High performance Monte Carlo computation for finance risk data analysis

Zhao, Yu January 2013 (has links)
Finance risk management has been playing an increasingly important role in the finance sector, to analyse finance data and to prevent any potential crisis. It has been widely recognised that Value at Risk (VaR) is an effective method for finance risk management and evaluation. This thesis conducts a comprehensive review on a number of VaR methods and discusses in depth their strengths and limitations. Among these VaR methods, Monte Carlo simulation and analysis has proven to be the most accurate VaR method in finance risk evaluation due to its strong modelling capabilities. However, one major challenge in Monte Carlo analysis is its high computing complexity of O(n²). To speed up the computation in Monte Carlo analysis, this thesis parallelises Monte Carlo using the MapReduce model, which has become a major software programming model in support of data intensive applications. MapReduce consists of two functions - Map and Reduce. The Map function segments a large data set into small data chunks and distribute these data chunks among a number of computers for processing in parallel with a Mapper processing a data chunk on a computing node. The Reduce function collects the results generated by these Map nodes (Mappers) and generates an output. The parallel Monte Carlo is evaluated initially in a small scale MapReduce experimental environment, and subsequently evaluated in a large scale simulation environment. Both experimental and simulation results show that the MapReduce based parallel Monte Carlo is greatly faster than the sequential Monte Carlo in computation, and the accuracy level is maintained as well. In data intensive applications, moving huge volumes of data among the computing nodes could incur high overhead in communication. To address this issue, this thesis further considers data locality in the MapReduce based parallel Monte Carlo, and evaluates the impacts of data locality on the performance in computation.

_Your task_
In the thesis abstract, what does the Reduce function in MapReduce do? The entries that come next have no connection to the thesis abstract.

_Information given_
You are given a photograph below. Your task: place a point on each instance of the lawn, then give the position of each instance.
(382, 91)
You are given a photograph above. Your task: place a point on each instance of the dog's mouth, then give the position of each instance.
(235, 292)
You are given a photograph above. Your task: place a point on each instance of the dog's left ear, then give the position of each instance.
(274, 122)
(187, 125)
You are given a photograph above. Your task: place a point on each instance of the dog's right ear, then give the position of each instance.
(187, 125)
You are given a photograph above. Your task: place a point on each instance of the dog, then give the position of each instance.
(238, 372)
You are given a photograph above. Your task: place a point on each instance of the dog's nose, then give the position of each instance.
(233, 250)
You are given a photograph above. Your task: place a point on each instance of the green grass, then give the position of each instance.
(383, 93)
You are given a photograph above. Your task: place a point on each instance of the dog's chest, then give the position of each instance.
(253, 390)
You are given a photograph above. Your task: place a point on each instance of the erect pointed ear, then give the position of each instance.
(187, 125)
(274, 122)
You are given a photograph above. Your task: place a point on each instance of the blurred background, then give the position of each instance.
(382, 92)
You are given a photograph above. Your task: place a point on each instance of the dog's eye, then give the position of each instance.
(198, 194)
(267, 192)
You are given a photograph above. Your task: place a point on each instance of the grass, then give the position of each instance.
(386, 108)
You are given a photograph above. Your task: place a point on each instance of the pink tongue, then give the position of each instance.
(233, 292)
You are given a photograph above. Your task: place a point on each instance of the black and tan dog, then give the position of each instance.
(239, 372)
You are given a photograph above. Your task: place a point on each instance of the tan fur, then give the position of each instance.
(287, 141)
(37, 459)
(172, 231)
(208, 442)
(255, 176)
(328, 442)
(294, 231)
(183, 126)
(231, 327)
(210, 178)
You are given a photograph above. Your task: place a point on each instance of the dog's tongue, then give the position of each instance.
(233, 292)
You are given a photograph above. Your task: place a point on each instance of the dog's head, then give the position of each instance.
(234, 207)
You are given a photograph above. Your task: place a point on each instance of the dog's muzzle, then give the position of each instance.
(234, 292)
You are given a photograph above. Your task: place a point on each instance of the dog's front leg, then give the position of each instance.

_Written answer_
It collects the results generated by the Map nodes (Mappers) and generates an output.